[Saved entries]
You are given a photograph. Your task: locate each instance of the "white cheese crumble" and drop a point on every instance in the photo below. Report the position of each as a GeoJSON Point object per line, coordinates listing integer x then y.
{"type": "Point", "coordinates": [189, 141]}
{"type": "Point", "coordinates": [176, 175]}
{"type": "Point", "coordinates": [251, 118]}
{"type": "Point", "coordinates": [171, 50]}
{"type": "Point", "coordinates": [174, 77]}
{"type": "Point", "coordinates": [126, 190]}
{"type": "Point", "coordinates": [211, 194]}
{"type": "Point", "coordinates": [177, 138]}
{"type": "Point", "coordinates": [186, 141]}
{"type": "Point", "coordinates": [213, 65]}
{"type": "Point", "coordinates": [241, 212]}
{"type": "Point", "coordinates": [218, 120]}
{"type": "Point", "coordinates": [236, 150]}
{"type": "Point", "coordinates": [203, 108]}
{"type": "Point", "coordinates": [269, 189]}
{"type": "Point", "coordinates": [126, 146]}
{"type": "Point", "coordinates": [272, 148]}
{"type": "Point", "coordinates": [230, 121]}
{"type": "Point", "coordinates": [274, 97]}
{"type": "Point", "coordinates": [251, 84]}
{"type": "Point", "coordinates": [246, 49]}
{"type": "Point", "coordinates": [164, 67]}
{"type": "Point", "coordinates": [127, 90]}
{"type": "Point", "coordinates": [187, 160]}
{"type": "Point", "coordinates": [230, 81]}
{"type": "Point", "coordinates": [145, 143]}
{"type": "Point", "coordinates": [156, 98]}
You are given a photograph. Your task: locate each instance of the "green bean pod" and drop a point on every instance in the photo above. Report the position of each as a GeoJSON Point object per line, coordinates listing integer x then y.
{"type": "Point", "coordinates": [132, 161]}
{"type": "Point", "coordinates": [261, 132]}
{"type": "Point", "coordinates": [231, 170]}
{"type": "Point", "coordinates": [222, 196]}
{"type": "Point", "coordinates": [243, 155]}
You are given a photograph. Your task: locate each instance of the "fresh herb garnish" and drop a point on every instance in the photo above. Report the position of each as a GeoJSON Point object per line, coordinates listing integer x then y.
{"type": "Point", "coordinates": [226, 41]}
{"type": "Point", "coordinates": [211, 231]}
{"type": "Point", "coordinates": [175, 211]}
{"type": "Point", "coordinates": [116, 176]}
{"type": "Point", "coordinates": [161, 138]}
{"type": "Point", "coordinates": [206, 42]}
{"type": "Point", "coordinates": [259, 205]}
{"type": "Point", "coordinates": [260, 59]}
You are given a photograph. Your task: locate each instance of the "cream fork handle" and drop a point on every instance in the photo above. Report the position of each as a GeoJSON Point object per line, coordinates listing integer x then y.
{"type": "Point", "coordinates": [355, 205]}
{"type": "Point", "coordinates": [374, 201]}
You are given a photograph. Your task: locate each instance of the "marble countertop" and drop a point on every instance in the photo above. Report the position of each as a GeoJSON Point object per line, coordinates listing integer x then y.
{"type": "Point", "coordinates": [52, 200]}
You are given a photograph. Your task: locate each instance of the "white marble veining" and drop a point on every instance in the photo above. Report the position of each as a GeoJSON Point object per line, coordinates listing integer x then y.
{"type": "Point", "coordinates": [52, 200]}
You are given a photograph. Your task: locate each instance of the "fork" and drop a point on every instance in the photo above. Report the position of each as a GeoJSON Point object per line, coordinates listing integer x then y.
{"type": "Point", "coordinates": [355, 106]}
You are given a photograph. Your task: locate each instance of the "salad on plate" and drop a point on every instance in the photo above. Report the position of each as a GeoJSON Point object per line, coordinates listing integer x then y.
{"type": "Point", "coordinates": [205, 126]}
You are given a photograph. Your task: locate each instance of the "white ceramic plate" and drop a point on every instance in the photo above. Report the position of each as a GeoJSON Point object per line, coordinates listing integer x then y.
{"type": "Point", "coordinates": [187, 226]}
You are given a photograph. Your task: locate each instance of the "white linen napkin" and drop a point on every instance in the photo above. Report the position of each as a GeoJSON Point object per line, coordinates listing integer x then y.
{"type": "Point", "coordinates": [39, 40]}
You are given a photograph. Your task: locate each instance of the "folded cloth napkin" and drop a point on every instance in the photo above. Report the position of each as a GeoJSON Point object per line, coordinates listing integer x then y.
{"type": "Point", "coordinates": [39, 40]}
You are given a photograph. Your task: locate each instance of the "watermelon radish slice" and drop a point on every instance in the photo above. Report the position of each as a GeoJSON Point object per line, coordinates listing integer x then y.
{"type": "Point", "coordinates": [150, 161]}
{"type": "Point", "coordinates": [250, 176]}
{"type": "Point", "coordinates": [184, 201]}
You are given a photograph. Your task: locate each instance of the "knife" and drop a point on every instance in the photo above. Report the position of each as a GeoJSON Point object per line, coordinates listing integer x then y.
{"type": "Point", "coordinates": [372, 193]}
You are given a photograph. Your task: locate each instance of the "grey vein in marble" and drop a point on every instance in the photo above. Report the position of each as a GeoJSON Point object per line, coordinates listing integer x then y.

*YOUR OBJECTIVE*.
Retype every record above exactly.

*REPLY TO THE TASK*.
You are given a photograph. Your task: locate each instance of the "white cheese crumble" and drop a point on every instance in the photo below. Report the position of each as a GeoJSON Point object per line, coordinates listing integer x then y.
{"type": "Point", "coordinates": [189, 141]}
{"type": "Point", "coordinates": [176, 175]}
{"type": "Point", "coordinates": [251, 118]}
{"type": "Point", "coordinates": [171, 50]}
{"type": "Point", "coordinates": [174, 77]}
{"type": "Point", "coordinates": [126, 190]}
{"type": "Point", "coordinates": [211, 194]}
{"type": "Point", "coordinates": [177, 138]}
{"type": "Point", "coordinates": [186, 141]}
{"type": "Point", "coordinates": [213, 65]}
{"type": "Point", "coordinates": [241, 212]}
{"type": "Point", "coordinates": [218, 120]}
{"type": "Point", "coordinates": [236, 150]}
{"type": "Point", "coordinates": [203, 108]}
{"type": "Point", "coordinates": [269, 189]}
{"type": "Point", "coordinates": [126, 146]}
{"type": "Point", "coordinates": [272, 148]}
{"type": "Point", "coordinates": [230, 121]}
{"type": "Point", "coordinates": [274, 97]}
{"type": "Point", "coordinates": [251, 84]}
{"type": "Point", "coordinates": [246, 49]}
{"type": "Point", "coordinates": [164, 67]}
{"type": "Point", "coordinates": [127, 90]}
{"type": "Point", "coordinates": [187, 160]}
{"type": "Point", "coordinates": [230, 81]}
{"type": "Point", "coordinates": [145, 143]}
{"type": "Point", "coordinates": [156, 98]}
You are given a photograph. Your task: locate each instance of the "green bean pod" and drop a point on every instance in the photo above. Report the position of each as a GeoJSON Point object per line, coordinates listing integer x then y.
{"type": "Point", "coordinates": [132, 161]}
{"type": "Point", "coordinates": [261, 132]}
{"type": "Point", "coordinates": [231, 170]}
{"type": "Point", "coordinates": [222, 196]}
{"type": "Point", "coordinates": [243, 155]}
You are given a photograph. Your task: locate each instance of the "fresh herb garnish" and drop a point on every instance in the photo above. Report the position of each as a GeoJSON Point object per line, coordinates listing integer x then y.
{"type": "Point", "coordinates": [226, 41]}
{"type": "Point", "coordinates": [211, 231]}
{"type": "Point", "coordinates": [175, 211]}
{"type": "Point", "coordinates": [116, 176]}
{"type": "Point", "coordinates": [161, 138]}
{"type": "Point", "coordinates": [206, 42]}
{"type": "Point", "coordinates": [259, 205]}
{"type": "Point", "coordinates": [260, 59]}
You are given a photograph. Your task: locate each instance of the "cream fork handle" and drop a point on every instance in the photo above. Report the position of each as a GeoJSON Point object per line, coordinates listing integer x then y.
{"type": "Point", "coordinates": [355, 205]}
{"type": "Point", "coordinates": [374, 201]}
You are given a photograph. Your task: locate each instance of the "marble countertop" and drop a point on every instance in the photo above. Report the position of each as a GeoJSON Point object per line, coordinates listing integer x then y.
{"type": "Point", "coordinates": [52, 200]}
You are given a photograph. Your task: locate each instance of the "white marble veining" and drop a point on every instance in the photo above. Report the position of each as a GeoJSON Point object per line, coordinates listing integer x then y.
{"type": "Point", "coordinates": [52, 200]}
You are given a photograph. Your task: locate each instance of the "fork" and drop a point on every instance in the photo above. Report the position of each as a GeoJSON Point object per line, coordinates listing integer x then y.
{"type": "Point", "coordinates": [355, 106]}
You are given a photograph. Your task: locate each instance of the "salad on plate" and drop a point on every instance in the photo above. Report the position of each as a GeoJSON Point object per line, coordinates listing integer x then y.
{"type": "Point", "coordinates": [205, 126]}
You are given a photograph. Your task: locate each instance of the "white ceramic plate" and drop a point on every instance in the photo above. Report the position of each as a GeoJSON Point object per line, coordinates listing integer x then y.
{"type": "Point", "coordinates": [187, 226]}
You are given a photograph. Your task: locate each instance of the "white linen napkin" and drop a point on every instance in the photo above. Report the position of each as a GeoJSON Point object per line, coordinates listing integer x then y.
{"type": "Point", "coordinates": [39, 40]}
You are given a photograph. Your task: locate each instance of the "folded cloth napkin" and drop a point on every instance in the photo above. Report the position of each as a GeoJSON Point object per line, coordinates listing integer x then y.
{"type": "Point", "coordinates": [39, 40]}
You are given a photograph. Your task: locate each instance of the "watermelon radish slice" and drop a point on every instance in the photo above. Report the position of each as a GeoJSON Point object per line, coordinates listing integer x then y.
{"type": "Point", "coordinates": [150, 161]}
{"type": "Point", "coordinates": [250, 176]}
{"type": "Point", "coordinates": [184, 201]}
You are given a photograph. Your task: locate each instance of the "knife" and drop a point on every instance in the photo above. Report the position of each as a GeoJSON Point object per line, coordinates listing integer x then y.
{"type": "Point", "coordinates": [372, 193]}
You are given a photograph. Your task: locate each instance of the "grey vein in marble" and drop a point on every instance in the photo above. Report the position of each as a GeoJSON Point object per line, coordinates listing integer x then y.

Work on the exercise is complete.